*** Opening of Dataset records ***

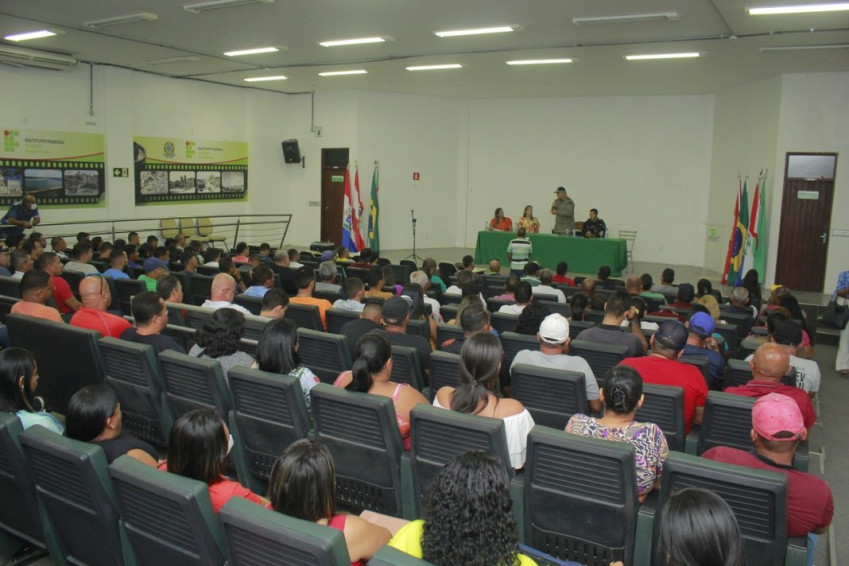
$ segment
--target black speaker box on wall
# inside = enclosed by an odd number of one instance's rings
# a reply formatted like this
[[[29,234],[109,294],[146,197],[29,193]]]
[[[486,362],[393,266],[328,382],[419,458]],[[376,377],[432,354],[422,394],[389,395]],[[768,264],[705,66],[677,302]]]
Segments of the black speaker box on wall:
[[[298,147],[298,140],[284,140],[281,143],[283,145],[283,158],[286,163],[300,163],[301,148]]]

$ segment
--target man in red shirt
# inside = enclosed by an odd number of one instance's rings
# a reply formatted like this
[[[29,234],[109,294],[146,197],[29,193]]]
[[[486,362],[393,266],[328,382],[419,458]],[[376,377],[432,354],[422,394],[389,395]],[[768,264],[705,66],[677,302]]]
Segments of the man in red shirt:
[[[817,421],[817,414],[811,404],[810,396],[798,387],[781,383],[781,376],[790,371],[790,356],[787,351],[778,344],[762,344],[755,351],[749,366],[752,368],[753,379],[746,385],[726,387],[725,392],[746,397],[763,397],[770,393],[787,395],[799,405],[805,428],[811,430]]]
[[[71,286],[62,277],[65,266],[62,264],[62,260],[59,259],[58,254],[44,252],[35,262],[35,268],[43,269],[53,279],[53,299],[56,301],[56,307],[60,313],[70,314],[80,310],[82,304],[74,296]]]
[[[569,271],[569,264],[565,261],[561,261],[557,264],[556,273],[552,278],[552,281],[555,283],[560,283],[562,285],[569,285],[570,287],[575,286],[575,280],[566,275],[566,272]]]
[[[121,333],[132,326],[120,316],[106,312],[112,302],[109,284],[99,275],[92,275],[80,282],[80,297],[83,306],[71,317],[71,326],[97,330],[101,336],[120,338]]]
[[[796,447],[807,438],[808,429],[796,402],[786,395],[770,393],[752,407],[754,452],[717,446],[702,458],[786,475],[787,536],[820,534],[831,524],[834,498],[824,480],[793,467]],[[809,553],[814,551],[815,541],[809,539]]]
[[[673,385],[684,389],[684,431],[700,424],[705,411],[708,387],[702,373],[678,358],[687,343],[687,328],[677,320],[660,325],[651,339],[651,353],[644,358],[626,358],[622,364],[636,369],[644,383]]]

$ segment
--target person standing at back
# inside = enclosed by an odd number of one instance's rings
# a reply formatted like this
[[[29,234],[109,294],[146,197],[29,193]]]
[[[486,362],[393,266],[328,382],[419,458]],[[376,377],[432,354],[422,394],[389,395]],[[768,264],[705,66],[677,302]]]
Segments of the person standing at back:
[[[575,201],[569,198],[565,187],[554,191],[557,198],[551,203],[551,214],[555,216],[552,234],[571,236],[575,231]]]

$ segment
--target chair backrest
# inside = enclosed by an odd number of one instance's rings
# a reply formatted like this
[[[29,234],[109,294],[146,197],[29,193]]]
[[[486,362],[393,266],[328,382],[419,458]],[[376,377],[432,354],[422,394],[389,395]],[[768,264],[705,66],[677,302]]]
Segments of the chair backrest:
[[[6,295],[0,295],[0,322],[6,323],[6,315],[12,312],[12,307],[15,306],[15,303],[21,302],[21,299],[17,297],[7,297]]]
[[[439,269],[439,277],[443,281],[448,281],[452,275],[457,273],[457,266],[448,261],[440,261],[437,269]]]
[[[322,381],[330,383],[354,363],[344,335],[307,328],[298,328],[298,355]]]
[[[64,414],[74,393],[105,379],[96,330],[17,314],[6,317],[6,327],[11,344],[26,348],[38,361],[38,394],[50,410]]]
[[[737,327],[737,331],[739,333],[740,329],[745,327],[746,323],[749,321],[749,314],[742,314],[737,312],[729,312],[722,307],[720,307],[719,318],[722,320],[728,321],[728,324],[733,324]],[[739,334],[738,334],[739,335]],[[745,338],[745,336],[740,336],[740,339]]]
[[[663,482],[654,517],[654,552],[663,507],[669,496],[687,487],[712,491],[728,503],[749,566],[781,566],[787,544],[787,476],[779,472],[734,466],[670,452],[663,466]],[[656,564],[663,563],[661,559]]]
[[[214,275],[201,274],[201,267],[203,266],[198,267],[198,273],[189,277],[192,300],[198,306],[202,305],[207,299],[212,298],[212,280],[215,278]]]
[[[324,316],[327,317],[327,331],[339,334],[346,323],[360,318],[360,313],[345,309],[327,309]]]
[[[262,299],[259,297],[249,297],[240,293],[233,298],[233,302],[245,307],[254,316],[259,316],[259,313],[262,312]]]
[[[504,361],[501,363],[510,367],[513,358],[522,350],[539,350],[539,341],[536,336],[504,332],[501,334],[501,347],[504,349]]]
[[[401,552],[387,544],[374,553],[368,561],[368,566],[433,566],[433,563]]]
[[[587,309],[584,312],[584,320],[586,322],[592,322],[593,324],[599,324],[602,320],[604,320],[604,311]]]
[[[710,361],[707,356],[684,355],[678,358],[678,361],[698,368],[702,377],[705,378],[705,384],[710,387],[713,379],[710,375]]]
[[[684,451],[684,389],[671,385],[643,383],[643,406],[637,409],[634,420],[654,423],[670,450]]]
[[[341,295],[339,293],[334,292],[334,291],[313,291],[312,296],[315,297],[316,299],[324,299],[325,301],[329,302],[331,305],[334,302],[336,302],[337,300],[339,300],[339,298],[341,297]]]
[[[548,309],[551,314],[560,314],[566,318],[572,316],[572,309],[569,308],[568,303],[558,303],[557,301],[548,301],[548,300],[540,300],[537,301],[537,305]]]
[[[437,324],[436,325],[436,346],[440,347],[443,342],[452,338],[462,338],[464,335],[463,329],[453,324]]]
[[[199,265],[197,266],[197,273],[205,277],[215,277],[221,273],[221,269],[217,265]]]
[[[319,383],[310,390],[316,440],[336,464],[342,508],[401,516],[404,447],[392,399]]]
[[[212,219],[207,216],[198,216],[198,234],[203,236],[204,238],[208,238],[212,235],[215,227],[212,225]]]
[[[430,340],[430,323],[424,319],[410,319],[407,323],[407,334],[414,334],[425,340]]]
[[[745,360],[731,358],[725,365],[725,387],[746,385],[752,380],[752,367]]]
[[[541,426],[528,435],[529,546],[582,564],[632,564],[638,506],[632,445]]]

*** Close of Dataset records ***

## Task to complete
Transcribe each entry above without alteration, but keep the pictures out.

## Output for this exercise
$ segment
--target black speaker box on wall
# inside = enclosed by an odd number of one instance's rings
# a reply formatted like this
[[[29,234],[109,294],[146,197],[29,193]]]
[[[486,362],[393,266],[328,382],[419,458]],[[376,377],[432,354],[422,394],[389,395]],[[768,264],[705,66],[677,302]]]
Segments of the black speaker box on wall:
[[[298,147],[298,140],[284,140],[281,143],[283,145],[283,158],[286,163],[300,163],[301,148]]]

$ segment
--target man in red shirt
# inside = enclosed by an odd number of one instance's rings
# a reply formatted like this
[[[29,234],[109,294],[146,197],[29,193]]]
[[[486,362],[393,266],[328,382],[419,458]],[[376,377],[432,354],[422,394],[389,395]],[[768,264],[705,66],[677,302]]]
Segments of the man in red shirt:
[[[817,421],[817,414],[811,404],[810,396],[798,387],[781,383],[781,376],[790,371],[790,356],[787,351],[778,344],[762,344],[755,351],[749,366],[752,368],[753,379],[746,385],[726,387],[725,392],[746,397],[763,397],[770,393],[787,395],[799,405],[805,428],[811,430]]]
[[[71,286],[62,277],[65,266],[62,264],[62,260],[59,259],[58,254],[44,252],[35,262],[35,268],[43,269],[53,279],[53,299],[56,301],[56,307],[60,313],[70,314],[80,310],[82,304],[74,296]]]
[[[569,271],[569,264],[565,261],[561,261],[557,264],[556,273],[552,278],[552,281],[555,283],[560,283],[562,285],[569,285],[570,287],[575,286],[575,280],[566,275],[566,272]]]
[[[121,333],[132,326],[120,316],[106,312],[112,302],[109,284],[99,275],[92,275],[80,282],[80,297],[83,306],[71,317],[71,326],[97,330],[101,336],[120,338]]]
[[[796,447],[807,438],[808,429],[796,402],[786,395],[770,393],[752,407],[754,452],[717,446],[702,458],[786,475],[787,536],[820,534],[831,524],[834,498],[824,480],[793,467]],[[809,553],[814,551],[815,541],[809,539]]]
[[[673,385],[684,389],[684,431],[700,424],[705,411],[708,387],[702,373],[678,358],[687,343],[687,328],[677,320],[660,325],[651,339],[651,353],[644,358],[626,358],[622,364],[636,369],[644,383]]]

$ segment
--target person standing at back
# inside = enclosed by an odd number of one instance's rings
# a reply formatted like this
[[[29,234],[109,294],[146,197],[29,193]]]
[[[486,362],[393,266],[328,382],[419,458]],[[376,377],[432,354],[422,394],[389,395]],[[768,264],[705,66],[677,302]]]
Segments of the person standing at back:
[[[575,201],[569,198],[565,187],[554,191],[557,198],[551,203],[551,214],[555,216],[552,234],[571,236],[575,231]]]

$ segment
--target chair backrest
# inside = enclosed by an odd number of one instance's rings
# a reply formatted like this
[[[29,234],[109,294],[146,197],[29,193]]]
[[[486,362],[393,266],[328,382],[419,458]],[[376,377],[432,354],[422,394],[389,395]],[[768,264],[705,66],[677,302]]]
Segments of the chair backrest:
[[[6,295],[0,295],[0,322],[6,323],[6,315],[12,312],[12,307],[15,306],[15,303],[21,302],[21,299],[17,297],[7,297]]]
[[[439,269],[439,277],[443,281],[448,281],[452,275],[457,273],[457,266],[448,261],[440,261],[437,269]]]
[[[322,381],[330,383],[354,363],[344,335],[307,328],[298,328],[298,355]]]
[[[64,414],[74,393],[105,379],[96,330],[17,314],[6,317],[6,327],[11,344],[26,348],[38,361],[38,394],[50,410]]]
[[[737,327],[737,331],[739,333],[740,329],[745,327],[746,323],[749,321],[749,314],[742,314],[737,312],[729,312],[722,307],[720,307],[719,318],[722,320],[728,321],[728,324],[733,324]],[[739,334],[738,334],[739,335]],[[745,338],[745,336],[740,336],[740,339]]]
[[[663,482],[654,517],[654,552],[663,507],[669,496],[687,487],[712,491],[728,503],[749,566],[781,566],[787,544],[787,476],[779,472],[734,466],[670,452],[663,466]],[[656,564],[663,563],[661,559]]]
[[[214,275],[201,274],[201,267],[203,266],[198,267],[198,273],[189,277],[192,300],[198,306],[202,305],[207,299],[212,298],[212,280],[215,278]]]
[[[324,316],[327,317],[327,331],[339,334],[346,323],[360,318],[360,313],[345,309],[327,309]]]
[[[262,299],[259,297],[249,297],[240,293],[233,298],[233,302],[245,307],[254,316],[259,316],[259,313],[262,312]]]
[[[504,361],[501,363],[510,367],[513,358],[522,350],[539,350],[539,341],[536,336],[504,332],[501,334],[501,347],[504,349]]]
[[[401,552],[387,544],[374,553],[368,561],[368,566],[433,566],[433,563]]]
[[[587,309],[584,312],[584,320],[586,322],[592,322],[593,324],[599,324],[602,320],[604,320],[604,311]]]
[[[710,361],[707,356],[684,355],[678,358],[678,361],[698,368],[702,377],[705,378],[705,384],[710,387],[713,379],[710,375]]]
[[[684,451],[684,389],[671,385],[643,383],[643,406],[637,409],[634,420],[654,423],[670,450]]]
[[[341,295],[339,293],[334,292],[334,291],[313,291],[312,296],[315,297],[316,299],[324,299],[325,301],[329,302],[331,305],[334,302],[336,302],[337,300],[339,300],[339,298],[341,297]]]
[[[548,309],[551,314],[560,314],[566,318],[572,316],[572,309],[569,308],[568,303],[558,303],[557,301],[548,301],[548,300],[540,300],[537,301],[537,305]]]
[[[437,324],[436,325],[436,346],[440,347],[443,342],[452,338],[462,338],[464,335],[463,329],[453,324]]]
[[[199,265],[197,266],[197,273],[205,277],[215,277],[221,273],[221,269],[217,265]]]
[[[319,383],[310,390],[316,440],[336,464],[342,508],[401,516],[404,447],[392,399]]]
[[[212,219],[207,216],[198,216],[198,234],[203,236],[204,238],[208,238],[212,235],[215,227],[212,225]]]
[[[430,340],[430,323],[424,319],[410,319],[407,323],[407,334],[414,334],[425,340]]]
[[[745,360],[731,358],[725,365],[725,387],[746,385],[752,380],[752,367]]]
[[[541,426],[528,435],[529,546],[582,564],[632,564],[638,506],[632,445]]]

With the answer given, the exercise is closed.